Could you resume the piece on interpersonal skills for managers, carrying it on from the last sentence it shows?

▶ [TEXT]:
Start

If communication, empathy, and emotional intelligence are lacking in your business, the answer could lie in interpersonal skills. Discover what they are, why you need them, and how they can transform your management and leadership skills for the better.
What Are Interpersonal Skills for Managers?
Also known as social skills or people skills, interpersonal skills are the vital link that enables managers to connect with employees on the same level. They include how managers interact, build relationships, inspire, and gain respect from employees. They’re linked more with soft skills than hard skills,
Interpersonal skills allow them to make constructive criticism, address persistent issues, give praise, and create meaning behind the tasks that each person does regularly. More than anything, they allow managers to understand the root causes and ideas behind employee behavior and motivation.
Through verbal and nonverbal communication, cooperation, active listening, problem-solving, and more, managers can stand on the same emotional and mental plane as their team members. Interpersonal skills for managers are more than just communicative ideas. They’re a holistic approach to a deeper understanding of each other as workers — and as individuals.
Why Are Interpersonal Skills for Managers Important?
Interpersonal skills aren’t the only soft skills vital to managers, but they can make a pronounced difference in the day-to-day lives of employees and managers themselves — even employees can benefit from interpersonal skills training. With a concerted approach to interpersonal skills, you elicit a sense of teamwork and build trust, which can make a huge difference in how your team approaches issues and workflow. That is to say — the importance of interpersonal skills cannot be understated.
For managers, an interpersonal skill set can solve many issues that arise over time. They can:
- Address performance problems
- Traverse the unexpected
- Aid in conflict management and conflict resolution
- Help you adjust your approach to individual employees
- Solve problems that arise from a lack of communication skills — including verbal, written, and body language.
- Create a positive attitude among employees
- Act as a cornerstone for effective communication and active listening skills
- Bolster your decision-making skills
- Help you become a more effective manager and effective leader
The Top 11 Interpersonal Skills for Managers
Interpersonal skills are soft skills — competencies not associated with technical skills. As such, they’re easily transferable to all industries and positions. Identifying interpersonal skills for managers is the first step toward employing them. Once you understand them, you’re more likely to place high importance on them and use them to advance your personal and professional development.

End

▶ [RECORD LIST]:
Start

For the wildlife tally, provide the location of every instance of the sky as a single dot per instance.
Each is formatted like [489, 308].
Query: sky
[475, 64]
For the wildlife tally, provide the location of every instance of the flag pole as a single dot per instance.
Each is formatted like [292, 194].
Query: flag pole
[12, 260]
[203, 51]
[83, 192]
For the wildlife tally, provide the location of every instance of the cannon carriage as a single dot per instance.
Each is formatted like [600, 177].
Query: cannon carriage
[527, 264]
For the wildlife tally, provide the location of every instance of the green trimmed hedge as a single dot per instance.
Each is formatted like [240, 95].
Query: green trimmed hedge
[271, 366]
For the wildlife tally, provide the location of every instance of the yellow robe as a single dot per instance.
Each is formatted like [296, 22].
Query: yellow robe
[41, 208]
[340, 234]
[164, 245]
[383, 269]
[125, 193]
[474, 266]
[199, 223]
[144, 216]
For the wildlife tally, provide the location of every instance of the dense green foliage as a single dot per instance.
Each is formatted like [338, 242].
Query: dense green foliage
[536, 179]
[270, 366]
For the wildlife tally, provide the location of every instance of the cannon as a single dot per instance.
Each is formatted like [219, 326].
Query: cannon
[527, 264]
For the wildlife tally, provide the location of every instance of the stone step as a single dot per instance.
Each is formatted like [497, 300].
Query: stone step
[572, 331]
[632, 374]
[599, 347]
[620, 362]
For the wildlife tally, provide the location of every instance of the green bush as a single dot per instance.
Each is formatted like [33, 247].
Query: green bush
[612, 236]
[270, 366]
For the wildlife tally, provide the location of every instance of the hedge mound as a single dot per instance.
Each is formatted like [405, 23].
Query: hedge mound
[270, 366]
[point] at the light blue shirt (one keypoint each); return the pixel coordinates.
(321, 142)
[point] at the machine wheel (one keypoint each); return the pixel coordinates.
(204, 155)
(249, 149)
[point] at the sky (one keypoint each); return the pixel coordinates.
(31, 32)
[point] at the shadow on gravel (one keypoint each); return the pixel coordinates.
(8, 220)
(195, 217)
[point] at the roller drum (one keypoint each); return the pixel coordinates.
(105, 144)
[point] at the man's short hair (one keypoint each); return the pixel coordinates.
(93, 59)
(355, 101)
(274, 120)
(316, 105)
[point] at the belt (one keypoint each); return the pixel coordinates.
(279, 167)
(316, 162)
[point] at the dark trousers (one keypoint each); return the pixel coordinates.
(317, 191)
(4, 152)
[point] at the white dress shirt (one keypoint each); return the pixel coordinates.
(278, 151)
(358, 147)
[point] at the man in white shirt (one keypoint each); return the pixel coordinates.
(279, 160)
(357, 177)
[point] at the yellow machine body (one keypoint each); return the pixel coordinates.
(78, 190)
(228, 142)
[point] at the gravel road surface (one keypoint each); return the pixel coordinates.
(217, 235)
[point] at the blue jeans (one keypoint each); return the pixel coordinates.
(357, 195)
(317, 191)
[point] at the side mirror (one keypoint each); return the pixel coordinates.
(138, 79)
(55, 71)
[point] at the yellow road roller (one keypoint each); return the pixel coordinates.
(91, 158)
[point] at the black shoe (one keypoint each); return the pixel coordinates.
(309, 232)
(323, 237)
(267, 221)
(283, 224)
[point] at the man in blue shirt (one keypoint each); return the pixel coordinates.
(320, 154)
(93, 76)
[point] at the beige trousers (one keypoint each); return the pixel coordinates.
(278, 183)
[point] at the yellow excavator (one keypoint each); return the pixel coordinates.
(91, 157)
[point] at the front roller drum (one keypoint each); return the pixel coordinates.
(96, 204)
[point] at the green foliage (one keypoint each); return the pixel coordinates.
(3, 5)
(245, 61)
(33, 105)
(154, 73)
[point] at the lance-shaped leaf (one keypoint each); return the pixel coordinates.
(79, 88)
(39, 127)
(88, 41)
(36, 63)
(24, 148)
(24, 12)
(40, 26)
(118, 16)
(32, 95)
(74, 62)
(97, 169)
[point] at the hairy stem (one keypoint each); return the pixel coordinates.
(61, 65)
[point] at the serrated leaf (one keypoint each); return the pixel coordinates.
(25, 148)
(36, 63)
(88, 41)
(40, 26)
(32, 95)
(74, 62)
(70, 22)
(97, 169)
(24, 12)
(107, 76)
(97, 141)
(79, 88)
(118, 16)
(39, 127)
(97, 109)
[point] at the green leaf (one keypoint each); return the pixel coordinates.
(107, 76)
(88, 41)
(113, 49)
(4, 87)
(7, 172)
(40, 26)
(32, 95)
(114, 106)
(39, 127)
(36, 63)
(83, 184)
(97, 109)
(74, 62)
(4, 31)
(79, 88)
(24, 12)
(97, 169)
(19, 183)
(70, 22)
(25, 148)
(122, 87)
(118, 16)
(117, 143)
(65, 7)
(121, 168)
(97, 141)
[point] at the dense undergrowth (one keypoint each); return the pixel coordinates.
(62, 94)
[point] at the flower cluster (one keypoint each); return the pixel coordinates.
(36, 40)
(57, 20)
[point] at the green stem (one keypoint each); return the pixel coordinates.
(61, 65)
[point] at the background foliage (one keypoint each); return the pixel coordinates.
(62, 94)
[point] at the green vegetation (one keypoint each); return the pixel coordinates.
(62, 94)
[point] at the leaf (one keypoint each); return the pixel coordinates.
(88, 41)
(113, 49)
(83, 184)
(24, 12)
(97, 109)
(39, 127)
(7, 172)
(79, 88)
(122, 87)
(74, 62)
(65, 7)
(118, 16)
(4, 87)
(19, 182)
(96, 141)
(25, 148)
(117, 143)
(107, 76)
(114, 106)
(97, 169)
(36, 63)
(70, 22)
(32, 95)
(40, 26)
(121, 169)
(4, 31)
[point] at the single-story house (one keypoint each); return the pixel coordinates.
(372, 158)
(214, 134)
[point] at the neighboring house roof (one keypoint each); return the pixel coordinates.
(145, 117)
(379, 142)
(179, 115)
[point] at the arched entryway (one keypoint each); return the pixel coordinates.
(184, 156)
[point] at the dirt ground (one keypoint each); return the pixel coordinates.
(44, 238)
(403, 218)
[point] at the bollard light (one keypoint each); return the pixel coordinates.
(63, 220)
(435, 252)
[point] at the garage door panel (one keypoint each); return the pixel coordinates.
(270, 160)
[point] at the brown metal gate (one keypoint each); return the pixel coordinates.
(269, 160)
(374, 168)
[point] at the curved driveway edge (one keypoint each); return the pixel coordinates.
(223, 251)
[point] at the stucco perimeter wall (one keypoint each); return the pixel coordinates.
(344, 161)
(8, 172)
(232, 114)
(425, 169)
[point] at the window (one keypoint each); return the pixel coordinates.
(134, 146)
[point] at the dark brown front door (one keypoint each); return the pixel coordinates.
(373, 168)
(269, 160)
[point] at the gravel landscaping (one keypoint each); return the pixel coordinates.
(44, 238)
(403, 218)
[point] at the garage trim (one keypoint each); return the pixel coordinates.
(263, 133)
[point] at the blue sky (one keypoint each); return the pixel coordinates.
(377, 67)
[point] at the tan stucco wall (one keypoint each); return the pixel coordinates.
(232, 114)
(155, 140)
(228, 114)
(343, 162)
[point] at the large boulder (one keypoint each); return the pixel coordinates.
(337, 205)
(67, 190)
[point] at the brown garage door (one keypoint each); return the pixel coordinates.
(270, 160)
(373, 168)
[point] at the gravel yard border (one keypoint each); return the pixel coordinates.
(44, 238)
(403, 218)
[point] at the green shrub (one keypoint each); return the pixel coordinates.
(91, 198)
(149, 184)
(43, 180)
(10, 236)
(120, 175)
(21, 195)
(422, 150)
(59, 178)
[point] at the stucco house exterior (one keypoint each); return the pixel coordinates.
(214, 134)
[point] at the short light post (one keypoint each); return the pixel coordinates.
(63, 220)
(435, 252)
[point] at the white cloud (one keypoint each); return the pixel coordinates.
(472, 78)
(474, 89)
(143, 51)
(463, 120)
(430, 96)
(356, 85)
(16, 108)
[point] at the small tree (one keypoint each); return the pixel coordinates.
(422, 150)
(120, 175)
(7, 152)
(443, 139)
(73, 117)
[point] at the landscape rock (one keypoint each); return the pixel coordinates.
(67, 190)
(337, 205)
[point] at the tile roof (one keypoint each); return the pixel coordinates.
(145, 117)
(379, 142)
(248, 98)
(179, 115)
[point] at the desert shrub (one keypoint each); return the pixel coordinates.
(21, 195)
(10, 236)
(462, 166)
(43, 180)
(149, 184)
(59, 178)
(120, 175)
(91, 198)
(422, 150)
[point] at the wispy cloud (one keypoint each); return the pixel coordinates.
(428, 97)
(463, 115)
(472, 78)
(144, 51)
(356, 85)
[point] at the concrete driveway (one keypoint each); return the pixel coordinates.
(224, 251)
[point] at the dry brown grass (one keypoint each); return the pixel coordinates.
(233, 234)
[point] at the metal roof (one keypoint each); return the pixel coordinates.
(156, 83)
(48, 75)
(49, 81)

End

▶ [THE RESPONSE]:
1. Emotional Intelligence
Emotional intelligence encompasses your ability to recognize, demonstrate, and control your emotions, as well as being privy to the emotions of others. It goes beyond verbal communication to understand the body language of others. Using eye contact in face-to-face situations, learning about facial expressions, expressing feelings with the correct verbiage, and becoming a good listener are all parts of the emotional intelligence equation.
2. Empathy and Compassion
Taking emotional intelligence one step further, empathy and compassion are two qualities of a manager with interpersonal skills. Empathy allows you to gaze through an employee’s eyes and broaden your perspectives, while compassion humanizes your employees. Together, a compassionate and empathetic point of view can foster greater interpersonal communication skills in one-on-one settings, helping you to mold a unique approach to different types of work personalities while building relationships.
3. Thoughtful Expression
Good communication is often discussed as the single most important attribute of a leader. As a manager, you should certainly have communication as one of the most important interpersonal skills. But like any communication, how you present a thought or idea is every bit as integral as the message itself.
Thoughtful expression is an extension of great communication and management skills. It’s tone of voice, confidence, self-awareness, and appropriate body language wrapped up in the message you’re trying to convey. Whether holding a team meeting or asking questions during a job interview, your expression needs to blend with a message with positive intention.
Teamwork is the glue that makes a cohesive goal possible, yet each person needs to pull their own weight to reach it. Bolstering teamwork is about motivation and reward, but a manager must also add their own touches to make it work.
Flexibility, active listening, responsibility, and communication are all good interpersonal skills to facilitate a strong work ethic through collaboration.
Collaboration and teamwork can propel a team forward, but they’re not without drawbacks. At some point, you’ll need to tweak your approach to garner the best results.
That’s where observation comes into play. The ability to observe behavioral patterns and how individuals interact with each other gives you dramatic insight into how your team functions as a whole. Through observation and assessment, you can adjust your plans accordingly, creating a well-oiled machine.
Building trust through all levels of a business is one of the most important interpersonal skills for managers. Without trust, employees don’t feel empowered — one of the six levels of Unicorn teams — nor do they feel an overarching instinct to go beyond the bare minimum.
Though trust-building is a time-consuming process, it’s necessary to guide and inspire teams. In times of rapid expansion, change, or crisis, it becomes all the more important. Always be transparent, follow through with what you say, offer mutual respect, and lend a helping hand to ensure trust remains.
7. Feedback and Constructive Criticism
Giving thoughtful constructive criticism to employees can help them overcome their weaknesses and build upon their strengths, but it’s a two-way road. Receiving feedback and constructive criticism are equally as crucial interpersonal skills for managers.
Receptiveness to feedback enables you to build your own leadership and management skills, while also alleviating any trust concerns your employees may have. You only need to listen.
Just as an employee needs to take heed of their strengths and weaknesses, so do you as a manager. Self-awareness is the concept of being totally in tune with what you’re good at and aspects that need improvement.
You can certainly lean on your strengths but don’t forget that your weaknesses can hold you back — especially if you’re unwilling or unable to recognize them. Self-reflection is an ideal method that can help you learn what you’re lacking and what you can do to rectify the situation.
Leaders are inherently selfless. They give rather than take; they listen rather than speak. As such, selflessness is a vital interpersonal skill for managers. Selflessness allows you to take others’ ideas to heart and push your own motivations and aspirations aside for the betterment of the company and your employees.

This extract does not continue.